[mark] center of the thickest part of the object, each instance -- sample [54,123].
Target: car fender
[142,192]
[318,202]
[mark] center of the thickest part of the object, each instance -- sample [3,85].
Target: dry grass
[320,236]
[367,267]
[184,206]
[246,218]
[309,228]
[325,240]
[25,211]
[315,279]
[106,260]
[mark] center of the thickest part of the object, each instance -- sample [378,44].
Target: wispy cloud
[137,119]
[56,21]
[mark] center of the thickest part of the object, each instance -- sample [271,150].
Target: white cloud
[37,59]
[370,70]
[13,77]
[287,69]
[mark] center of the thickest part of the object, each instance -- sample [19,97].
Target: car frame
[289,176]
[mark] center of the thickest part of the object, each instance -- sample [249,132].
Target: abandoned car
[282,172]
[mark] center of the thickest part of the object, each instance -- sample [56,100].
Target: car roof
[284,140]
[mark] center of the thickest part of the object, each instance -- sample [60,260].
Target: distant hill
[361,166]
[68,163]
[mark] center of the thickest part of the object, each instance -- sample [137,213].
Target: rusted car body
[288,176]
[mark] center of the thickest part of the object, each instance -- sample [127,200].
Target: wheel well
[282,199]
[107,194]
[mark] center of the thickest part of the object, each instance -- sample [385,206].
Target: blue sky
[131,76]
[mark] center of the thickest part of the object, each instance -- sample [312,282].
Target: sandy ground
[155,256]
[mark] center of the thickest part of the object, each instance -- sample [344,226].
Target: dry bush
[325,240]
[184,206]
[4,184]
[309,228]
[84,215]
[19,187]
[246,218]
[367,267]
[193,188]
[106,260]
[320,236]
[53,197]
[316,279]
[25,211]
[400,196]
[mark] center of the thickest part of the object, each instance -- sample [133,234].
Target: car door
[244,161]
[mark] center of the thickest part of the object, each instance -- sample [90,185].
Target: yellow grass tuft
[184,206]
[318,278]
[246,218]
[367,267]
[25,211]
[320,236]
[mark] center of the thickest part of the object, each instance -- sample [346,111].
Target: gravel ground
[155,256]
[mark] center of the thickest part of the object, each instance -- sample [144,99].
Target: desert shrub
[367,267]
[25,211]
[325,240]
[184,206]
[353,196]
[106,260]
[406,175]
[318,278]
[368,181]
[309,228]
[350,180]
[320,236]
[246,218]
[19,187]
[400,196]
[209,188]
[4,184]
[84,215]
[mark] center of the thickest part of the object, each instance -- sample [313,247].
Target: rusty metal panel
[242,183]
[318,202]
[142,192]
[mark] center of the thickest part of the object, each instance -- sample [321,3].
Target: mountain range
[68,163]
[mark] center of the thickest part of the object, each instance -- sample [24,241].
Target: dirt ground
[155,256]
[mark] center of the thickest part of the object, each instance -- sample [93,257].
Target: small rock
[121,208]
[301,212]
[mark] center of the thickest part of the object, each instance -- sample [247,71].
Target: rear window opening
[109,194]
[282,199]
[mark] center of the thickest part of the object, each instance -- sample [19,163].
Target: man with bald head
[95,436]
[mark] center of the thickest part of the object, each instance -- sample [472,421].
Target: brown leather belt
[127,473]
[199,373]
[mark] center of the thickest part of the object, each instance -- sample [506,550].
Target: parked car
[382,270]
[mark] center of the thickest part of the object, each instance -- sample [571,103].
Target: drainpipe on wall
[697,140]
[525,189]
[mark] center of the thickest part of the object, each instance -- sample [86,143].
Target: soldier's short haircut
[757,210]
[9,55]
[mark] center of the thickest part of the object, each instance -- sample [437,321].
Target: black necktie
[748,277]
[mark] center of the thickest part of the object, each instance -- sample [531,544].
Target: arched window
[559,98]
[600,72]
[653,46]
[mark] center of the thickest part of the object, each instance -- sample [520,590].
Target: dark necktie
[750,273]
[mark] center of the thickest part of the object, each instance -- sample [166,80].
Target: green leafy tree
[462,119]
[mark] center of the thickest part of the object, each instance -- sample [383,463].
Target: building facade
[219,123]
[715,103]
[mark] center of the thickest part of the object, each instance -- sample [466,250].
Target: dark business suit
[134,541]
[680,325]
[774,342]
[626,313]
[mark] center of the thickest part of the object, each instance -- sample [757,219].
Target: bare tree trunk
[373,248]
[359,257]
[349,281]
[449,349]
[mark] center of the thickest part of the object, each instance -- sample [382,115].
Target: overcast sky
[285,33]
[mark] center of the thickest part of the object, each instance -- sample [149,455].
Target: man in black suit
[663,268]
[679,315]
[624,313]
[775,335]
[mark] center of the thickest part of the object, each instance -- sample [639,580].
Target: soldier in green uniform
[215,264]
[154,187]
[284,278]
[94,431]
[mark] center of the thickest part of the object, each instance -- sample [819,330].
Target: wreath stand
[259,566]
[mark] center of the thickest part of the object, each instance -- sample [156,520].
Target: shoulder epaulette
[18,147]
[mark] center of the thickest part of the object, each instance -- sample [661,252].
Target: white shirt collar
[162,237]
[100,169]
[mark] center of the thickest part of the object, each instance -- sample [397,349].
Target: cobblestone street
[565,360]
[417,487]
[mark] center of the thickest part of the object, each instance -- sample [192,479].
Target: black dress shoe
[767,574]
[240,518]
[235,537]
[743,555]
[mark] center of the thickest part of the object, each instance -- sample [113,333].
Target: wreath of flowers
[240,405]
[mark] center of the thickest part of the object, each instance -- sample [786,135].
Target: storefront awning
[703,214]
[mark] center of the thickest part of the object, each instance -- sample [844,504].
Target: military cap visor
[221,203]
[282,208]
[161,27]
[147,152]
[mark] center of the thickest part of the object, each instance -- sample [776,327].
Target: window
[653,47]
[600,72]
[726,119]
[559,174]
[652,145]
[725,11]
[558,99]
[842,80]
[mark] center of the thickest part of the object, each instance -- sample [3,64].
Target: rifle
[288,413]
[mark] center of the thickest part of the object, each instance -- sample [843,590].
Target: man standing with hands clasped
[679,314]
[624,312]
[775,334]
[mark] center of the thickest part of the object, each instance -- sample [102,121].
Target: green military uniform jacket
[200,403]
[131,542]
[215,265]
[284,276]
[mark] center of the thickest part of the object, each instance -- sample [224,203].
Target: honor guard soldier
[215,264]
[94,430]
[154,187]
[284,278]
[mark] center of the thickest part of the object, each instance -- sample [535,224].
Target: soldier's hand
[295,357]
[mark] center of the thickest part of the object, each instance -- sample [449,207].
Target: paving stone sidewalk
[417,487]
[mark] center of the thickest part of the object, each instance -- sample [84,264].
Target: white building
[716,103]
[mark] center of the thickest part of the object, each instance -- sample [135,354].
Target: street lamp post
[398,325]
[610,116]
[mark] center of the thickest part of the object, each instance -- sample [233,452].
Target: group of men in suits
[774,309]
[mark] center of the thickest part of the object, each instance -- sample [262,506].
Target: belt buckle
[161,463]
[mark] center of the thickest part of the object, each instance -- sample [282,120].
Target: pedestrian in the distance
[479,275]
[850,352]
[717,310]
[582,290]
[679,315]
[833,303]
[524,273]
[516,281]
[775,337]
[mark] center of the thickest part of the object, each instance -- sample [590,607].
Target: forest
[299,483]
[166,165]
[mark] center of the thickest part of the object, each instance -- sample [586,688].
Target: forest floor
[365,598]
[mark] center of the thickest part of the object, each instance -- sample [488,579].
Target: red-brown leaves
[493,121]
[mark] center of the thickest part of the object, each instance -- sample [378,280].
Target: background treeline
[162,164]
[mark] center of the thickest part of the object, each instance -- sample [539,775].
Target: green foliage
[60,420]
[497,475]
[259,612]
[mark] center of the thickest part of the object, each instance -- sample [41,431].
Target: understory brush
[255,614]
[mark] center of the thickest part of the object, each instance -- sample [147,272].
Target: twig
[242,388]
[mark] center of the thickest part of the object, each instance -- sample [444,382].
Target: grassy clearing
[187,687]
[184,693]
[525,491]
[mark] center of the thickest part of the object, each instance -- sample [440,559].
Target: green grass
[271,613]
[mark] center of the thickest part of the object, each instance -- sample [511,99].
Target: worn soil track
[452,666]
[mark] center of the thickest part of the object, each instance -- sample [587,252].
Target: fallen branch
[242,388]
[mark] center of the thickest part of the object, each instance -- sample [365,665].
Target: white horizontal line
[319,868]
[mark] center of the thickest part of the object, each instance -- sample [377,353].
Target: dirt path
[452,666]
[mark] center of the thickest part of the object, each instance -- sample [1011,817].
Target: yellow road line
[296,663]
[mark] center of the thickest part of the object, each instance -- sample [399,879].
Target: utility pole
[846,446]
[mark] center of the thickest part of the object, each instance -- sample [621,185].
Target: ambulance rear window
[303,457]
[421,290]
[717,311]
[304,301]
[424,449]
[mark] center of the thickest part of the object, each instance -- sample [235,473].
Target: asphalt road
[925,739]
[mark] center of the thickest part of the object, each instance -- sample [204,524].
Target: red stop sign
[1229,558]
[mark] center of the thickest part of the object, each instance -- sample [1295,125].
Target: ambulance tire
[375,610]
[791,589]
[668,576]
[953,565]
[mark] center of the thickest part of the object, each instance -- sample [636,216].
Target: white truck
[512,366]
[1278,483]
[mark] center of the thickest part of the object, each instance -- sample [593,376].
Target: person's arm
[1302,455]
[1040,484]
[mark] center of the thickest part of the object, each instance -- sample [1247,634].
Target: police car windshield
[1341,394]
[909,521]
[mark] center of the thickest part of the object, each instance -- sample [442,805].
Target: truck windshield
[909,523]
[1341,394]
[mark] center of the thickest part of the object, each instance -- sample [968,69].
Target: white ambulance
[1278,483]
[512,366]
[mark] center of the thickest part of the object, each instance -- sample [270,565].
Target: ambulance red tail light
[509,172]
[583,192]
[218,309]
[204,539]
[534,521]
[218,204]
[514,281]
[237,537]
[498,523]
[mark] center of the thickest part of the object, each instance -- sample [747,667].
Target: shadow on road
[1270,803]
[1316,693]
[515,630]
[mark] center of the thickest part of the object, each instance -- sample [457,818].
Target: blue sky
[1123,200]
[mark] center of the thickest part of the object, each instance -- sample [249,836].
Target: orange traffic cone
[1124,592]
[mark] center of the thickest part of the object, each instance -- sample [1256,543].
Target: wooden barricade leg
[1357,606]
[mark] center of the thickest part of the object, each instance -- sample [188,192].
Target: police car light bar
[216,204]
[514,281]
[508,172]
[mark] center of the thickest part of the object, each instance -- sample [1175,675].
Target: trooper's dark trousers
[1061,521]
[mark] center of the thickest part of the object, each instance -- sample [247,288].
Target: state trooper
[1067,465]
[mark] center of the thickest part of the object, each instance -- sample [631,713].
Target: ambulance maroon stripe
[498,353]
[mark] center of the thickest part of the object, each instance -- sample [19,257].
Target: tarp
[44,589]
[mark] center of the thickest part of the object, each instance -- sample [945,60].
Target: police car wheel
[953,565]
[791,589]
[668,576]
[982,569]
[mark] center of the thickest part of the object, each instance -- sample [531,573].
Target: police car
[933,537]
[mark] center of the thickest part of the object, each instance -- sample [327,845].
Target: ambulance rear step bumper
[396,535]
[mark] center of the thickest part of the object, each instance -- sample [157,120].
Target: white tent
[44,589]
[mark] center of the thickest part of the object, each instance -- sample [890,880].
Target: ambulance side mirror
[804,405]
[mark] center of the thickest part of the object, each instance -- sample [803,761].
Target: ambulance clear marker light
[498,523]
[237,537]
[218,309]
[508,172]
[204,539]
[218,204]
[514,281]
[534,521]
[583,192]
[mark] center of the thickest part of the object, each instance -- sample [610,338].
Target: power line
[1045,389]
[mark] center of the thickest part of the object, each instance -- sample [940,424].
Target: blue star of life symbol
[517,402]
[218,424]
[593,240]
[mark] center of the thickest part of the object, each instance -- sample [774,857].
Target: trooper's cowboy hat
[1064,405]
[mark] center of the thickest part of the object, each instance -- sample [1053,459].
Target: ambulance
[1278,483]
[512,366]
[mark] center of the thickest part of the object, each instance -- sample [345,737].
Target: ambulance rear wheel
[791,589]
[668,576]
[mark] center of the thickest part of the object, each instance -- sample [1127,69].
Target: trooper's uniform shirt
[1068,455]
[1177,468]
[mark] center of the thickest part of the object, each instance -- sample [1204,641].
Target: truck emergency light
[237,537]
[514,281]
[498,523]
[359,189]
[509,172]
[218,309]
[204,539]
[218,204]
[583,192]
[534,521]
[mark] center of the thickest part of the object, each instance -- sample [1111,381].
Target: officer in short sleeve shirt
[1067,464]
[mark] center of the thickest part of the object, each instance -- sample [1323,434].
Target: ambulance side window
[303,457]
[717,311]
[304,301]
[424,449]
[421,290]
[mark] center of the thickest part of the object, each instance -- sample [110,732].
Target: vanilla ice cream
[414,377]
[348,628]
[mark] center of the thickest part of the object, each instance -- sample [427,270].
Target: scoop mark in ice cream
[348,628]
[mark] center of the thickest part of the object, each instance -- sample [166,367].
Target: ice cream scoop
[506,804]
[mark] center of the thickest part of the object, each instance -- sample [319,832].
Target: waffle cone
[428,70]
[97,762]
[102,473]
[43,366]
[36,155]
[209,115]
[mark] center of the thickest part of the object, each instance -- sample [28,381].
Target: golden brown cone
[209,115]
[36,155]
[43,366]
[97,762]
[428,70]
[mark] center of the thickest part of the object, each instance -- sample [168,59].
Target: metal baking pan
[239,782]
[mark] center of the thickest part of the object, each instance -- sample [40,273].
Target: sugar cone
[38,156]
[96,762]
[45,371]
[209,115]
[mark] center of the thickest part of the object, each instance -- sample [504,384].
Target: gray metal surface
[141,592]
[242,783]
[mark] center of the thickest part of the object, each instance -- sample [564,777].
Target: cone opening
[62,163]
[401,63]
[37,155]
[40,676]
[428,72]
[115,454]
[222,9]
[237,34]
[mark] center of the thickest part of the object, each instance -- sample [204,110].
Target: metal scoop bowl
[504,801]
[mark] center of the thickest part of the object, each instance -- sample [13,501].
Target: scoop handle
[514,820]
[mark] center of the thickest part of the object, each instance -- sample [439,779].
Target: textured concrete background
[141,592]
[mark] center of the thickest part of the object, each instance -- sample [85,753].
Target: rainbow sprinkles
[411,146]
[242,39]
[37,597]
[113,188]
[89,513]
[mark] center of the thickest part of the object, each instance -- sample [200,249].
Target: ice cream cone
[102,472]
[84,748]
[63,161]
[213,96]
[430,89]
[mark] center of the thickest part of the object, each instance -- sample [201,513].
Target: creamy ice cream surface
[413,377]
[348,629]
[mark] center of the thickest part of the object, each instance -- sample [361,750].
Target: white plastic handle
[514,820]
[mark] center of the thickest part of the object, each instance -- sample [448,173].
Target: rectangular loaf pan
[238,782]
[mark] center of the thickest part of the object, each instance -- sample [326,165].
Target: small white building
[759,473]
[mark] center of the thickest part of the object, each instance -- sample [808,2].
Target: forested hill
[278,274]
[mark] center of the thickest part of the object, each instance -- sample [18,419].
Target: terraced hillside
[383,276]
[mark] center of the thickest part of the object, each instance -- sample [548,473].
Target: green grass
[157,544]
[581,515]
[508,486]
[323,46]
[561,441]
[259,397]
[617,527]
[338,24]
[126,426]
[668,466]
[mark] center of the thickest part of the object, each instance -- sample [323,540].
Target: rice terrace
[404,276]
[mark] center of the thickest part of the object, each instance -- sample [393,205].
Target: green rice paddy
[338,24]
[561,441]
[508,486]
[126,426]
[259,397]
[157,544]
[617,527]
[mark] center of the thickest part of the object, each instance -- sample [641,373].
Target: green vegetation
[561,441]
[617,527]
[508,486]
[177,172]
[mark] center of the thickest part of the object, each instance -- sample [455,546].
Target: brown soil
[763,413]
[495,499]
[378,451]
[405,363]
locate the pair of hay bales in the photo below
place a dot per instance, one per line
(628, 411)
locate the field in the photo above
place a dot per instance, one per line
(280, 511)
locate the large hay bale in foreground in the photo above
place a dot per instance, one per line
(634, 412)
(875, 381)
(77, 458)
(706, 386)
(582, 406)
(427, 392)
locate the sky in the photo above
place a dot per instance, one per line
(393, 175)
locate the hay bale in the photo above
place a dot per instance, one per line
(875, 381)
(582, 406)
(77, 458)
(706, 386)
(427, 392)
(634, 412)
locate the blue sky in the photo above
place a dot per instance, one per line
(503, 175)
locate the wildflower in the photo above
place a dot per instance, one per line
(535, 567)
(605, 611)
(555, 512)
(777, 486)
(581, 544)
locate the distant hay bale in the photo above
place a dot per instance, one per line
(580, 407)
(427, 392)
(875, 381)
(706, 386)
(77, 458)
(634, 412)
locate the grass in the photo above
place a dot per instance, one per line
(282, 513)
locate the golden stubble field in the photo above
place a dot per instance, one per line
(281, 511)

◆ ◆ ◆

(Exercise brief): Using the records above, please retype only the run of lines from the line holding "locate the sky in the photo above" through the last line, both ends included.

(Finished task):
locate the sky in the photo above
place a dot per instance, one per line
(393, 175)
locate the hay bale in the photo above
place a dot per instance, one per line
(875, 381)
(582, 406)
(77, 458)
(706, 386)
(427, 392)
(634, 412)
locate the blue sky in the photo above
place a dot per instance, one per line
(503, 175)
locate the wildflower in the photo above
place a dot per instance, one per line
(535, 567)
(605, 611)
(555, 512)
(777, 486)
(581, 544)
locate the distant hay bale in the photo above
place a dot per instance, one per line
(580, 407)
(427, 392)
(875, 381)
(706, 386)
(77, 458)
(634, 412)
locate the grass in the photo above
place a dot per instance, one per line
(282, 513)
locate the golden stubble field in the photo above
place a dot per instance, one per line
(281, 511)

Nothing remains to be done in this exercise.